— START —
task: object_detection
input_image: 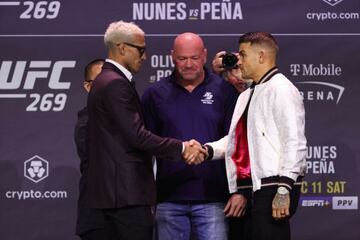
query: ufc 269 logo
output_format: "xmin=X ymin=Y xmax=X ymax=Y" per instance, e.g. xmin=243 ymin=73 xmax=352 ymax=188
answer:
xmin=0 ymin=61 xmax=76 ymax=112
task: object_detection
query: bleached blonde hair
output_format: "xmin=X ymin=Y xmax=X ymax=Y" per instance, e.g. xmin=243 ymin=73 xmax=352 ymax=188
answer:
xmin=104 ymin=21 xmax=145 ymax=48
— END —
— START —
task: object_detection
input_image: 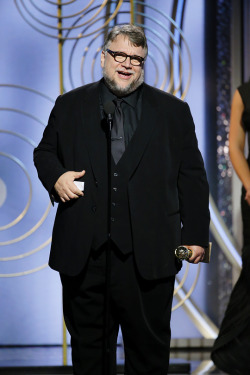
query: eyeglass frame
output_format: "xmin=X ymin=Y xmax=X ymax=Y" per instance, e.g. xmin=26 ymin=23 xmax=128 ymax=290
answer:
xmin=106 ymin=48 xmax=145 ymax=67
— END —
- Problem statement: Count the lines in the material above that contain the word "query". Give only the number.

- Solution to the problem: 3